THE DATA:
----

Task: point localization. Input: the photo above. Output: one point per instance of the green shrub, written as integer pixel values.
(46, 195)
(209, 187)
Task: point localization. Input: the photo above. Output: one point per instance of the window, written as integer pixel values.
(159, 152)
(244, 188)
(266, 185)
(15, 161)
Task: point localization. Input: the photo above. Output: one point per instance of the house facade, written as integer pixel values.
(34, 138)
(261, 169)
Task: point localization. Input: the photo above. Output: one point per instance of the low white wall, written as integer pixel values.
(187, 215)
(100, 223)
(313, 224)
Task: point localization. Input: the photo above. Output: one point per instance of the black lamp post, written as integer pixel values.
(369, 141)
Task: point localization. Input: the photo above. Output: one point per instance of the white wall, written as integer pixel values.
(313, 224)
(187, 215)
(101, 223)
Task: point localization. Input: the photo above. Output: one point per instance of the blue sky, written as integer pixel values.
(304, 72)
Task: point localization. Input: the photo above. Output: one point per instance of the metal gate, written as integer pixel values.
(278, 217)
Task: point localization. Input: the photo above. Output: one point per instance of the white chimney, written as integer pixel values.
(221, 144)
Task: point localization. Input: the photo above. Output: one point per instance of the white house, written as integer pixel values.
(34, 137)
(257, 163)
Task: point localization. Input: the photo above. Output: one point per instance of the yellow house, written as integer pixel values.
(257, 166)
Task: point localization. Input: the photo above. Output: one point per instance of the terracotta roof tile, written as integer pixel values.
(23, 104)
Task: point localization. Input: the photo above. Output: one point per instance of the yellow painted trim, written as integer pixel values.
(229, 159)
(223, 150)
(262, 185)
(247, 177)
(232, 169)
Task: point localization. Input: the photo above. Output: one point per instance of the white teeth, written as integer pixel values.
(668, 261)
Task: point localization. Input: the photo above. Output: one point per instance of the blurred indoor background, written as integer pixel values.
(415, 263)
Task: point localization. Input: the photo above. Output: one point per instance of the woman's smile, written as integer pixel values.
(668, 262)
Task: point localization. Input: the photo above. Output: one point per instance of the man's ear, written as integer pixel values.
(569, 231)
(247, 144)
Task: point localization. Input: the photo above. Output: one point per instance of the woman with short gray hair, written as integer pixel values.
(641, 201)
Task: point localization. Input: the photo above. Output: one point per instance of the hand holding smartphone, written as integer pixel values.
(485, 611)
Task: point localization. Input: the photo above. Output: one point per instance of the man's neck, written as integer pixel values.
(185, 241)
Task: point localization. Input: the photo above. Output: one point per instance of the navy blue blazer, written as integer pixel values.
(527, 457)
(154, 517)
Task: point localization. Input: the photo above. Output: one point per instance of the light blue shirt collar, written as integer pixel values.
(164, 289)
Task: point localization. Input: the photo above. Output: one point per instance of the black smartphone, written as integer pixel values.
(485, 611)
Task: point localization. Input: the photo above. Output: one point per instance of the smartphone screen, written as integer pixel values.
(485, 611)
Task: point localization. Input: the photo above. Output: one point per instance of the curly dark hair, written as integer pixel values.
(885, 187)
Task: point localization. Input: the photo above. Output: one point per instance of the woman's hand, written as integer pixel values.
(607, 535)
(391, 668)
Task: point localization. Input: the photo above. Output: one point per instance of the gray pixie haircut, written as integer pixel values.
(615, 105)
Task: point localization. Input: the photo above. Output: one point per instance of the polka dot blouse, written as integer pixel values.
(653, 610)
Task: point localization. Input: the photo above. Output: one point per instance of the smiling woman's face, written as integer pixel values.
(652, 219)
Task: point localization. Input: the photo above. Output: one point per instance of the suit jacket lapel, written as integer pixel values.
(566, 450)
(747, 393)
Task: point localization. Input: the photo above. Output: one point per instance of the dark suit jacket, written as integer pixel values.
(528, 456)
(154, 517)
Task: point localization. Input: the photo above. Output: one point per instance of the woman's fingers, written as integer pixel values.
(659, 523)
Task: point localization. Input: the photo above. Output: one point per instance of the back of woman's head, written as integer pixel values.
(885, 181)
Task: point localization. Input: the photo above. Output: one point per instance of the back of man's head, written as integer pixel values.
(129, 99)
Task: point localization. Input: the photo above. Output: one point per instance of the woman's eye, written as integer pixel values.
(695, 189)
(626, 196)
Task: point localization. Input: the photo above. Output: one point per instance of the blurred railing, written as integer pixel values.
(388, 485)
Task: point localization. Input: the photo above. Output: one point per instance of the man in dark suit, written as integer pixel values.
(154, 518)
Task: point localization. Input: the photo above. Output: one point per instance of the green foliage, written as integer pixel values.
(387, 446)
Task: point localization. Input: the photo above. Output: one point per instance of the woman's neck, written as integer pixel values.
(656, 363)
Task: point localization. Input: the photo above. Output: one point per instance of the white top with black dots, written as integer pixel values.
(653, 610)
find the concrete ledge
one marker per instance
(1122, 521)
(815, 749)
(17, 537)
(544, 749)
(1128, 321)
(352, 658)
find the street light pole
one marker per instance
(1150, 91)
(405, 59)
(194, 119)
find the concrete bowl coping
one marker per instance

----

With no line skipped, repeat the records exactly.

ANSWER:
Task: point localization. Input: the photo above. Output: one point per instance of the green shrub, written as integer pixel values.
(46, 195)
(209, 187)
Task: point localization. Input: the photo above. Output: one point per instance of the window, written as integer pixel values.
(159, 152)
(244, 188)
(266, 185)
(15, 161)
Task: point localization. Input: the photo above. Output: one point per instance of the house facade, written as integer pixel values.
(34, 138)
(261, 169)
Task: point localization. Input: the photo above. Output: one point per instance of the low white wall, written as integer pixel values.
(187, 215)
(100, 223)
(313, 224)
Task: point localization. Input: the photo above. Output: one point per instance of the black lamp post, written as integer pixel values.
(369, 141)
Task: point localization. Input: the photo above. Output: one point per instance of the white wall, written as integer pixel values.
(313, 224)
(187, 215)
(101, 223)
Task: point localization. Input: the photo above. Output: one point per instance of the blue sky, written as integer pixel values.
(304, 72)
Task: point localization. Input: the photo above. Output: one point per instance of the metal gate, written as integer pixel values.
(278, 217)
Task: point localization. Input: the photo above. Output: one point per instance of the white chimney, written as integer pixel values.
(221, 144)
Task: point localization. Input: the photo above. Output: one point per instance of the white house, written as integer pixel values.
(34, 137)
(257, 163)
Task: point localization. Input: the photo above. Output: one point per instance of the yellow house, written as integer pixel values.
(257, 166)
Task: point localization. Input: the photo above. Output: one point per instance of the terracotta roof tile, written as integer pixel values.
(23, 104)
Task: point localization. Input: the photo above. Output: one point per instance of the yellow painted trim, written as integer pixel values.
(229, 159)
(223, 150)
(262, 185)
(247, 177)
(232, 169)
Task: point localization. Input: the photo above. Output: one point per instance of the white teeth, written as integer pixel values.
(668, 261)
Task: point localization. Input: the photo above. Output: one point per instance of the blurred indoor background, written as integer pixel values.
(415, 263)
Task: point localization. Input: the photo above. Output: one point per instance of the woman's smile, written as integer pixel values.
(668, 262)
Task: point localization. Input: the photo above. Output: one point per instance of the man's ear, written as integer pixel values.
(569, 231)
(247, 144)
Task: point localization. Input: the photo above. Output: one point per instance of the woman with short gray hair, written as integer pixel values.
(641, 201)
Task: point localization. Input: the photo above. Output: one point per instance of the hand holding smartphone, written as integer pixel values.
(485, 611)
Task: point localization. Input: the photo above. Output: one point per instance of the man's neck, written as integer pixel values.
(185, 241)
Task: point localization. Input: the photo above. Output: one point per instance of the navy blue blazer, written as integer pixel values.
(527, 457)
(154, 517)
Task: point localization. Input: the photo above. Output: one point per instance of the light blue shirt collar, written as integer pixel values.
(164, 289)
Task: point localization. Input: the photo above. Output: one point per instance of the black smartphone, written as integer pixel values.
(485, 611)
Task: point localization. Input: the photo above. Output: one point per instance of the smartphone screen, written as integer pixel values.
(485, 611)
Task: point localization. Input: the photo above. Output: one point per instance of the curly dark hair, written as integer pixel values.
(885, 187)
Task: point localization. Input: the photo above. Output: one point per instance of the woman's hand, written as integer pixel values.
(607, 535)
(391, 668)
Task: point localization. Input: the photo above. Output: one point per instance of the gray pixie haircut, written as integer pixel values.
(615, 105)
Task: point localization. Input: the photo above. Output: one point per instance of the polka dot blouse, written as integer pixel values.
(653, 610)
Task: point localization. Input: the photo above. Output: one point per instance of the smiling woman's face, written as integer pixel values.
(652, 219)
Task: point localization. Input: the photo above. Output: one point per instance of the suit jacket lapel, written as integer pixel values.
(566, 450)
(747, 393)
Task: point localization. Input: the photo above. Output: one point per instance of the dark suit jacket, written as integer pixel values.
(528, 456)
(154, 517)
Task: point localization. Input: the photo above. Output: one point per instance of the woman's fingers, written as integer pixel values.
(659, 523)
Task: point localization. Input: the photo above. Output: one point per instance of the back of woman's head, written as integer pixel values.
(885, 181)
Task: point localization. Input: the photo above. Output: one point per instance of the back of man's head, written as integer pixel values.
(129, 99)
Task: point localization. Input: the photo above. Output: one point per instance of the woman's eye, written as integer pixel values.
(695, 189)
(626, 196)
Task: point localization. Input: the photo above. Output: one point per instance of the blurred railing, written as integer pixel values.
(388, 485)
Task: point localization. Input: the photo above. Output: one point per instance of the man in dark suit, written as integer pixel values.
(154, 518)
Task: point localization. Input: the photo above. Output: one point per instance of the green foliage, written as integer pixel values.
(387, 446)
Task: point localization. Input: the photo above. Output: one point per instance of the woman's neck, written as integer pixel values.
(656, 363)
Task: point localization. Input: the photo above. Output: one point per instance of the white top with black dots, written as integer pixel values.
(653, 610)
find the concrete ledge
one marker per instance
(1122, 521)
(815, 749)
(17, 537)
(544, 749)
(1128, 321)
(352, 658)
find the street light pole
one marker per instance
(1150, 91)
(405, 59)
(194, 119)
find the concrete bowl coping
one marker per instance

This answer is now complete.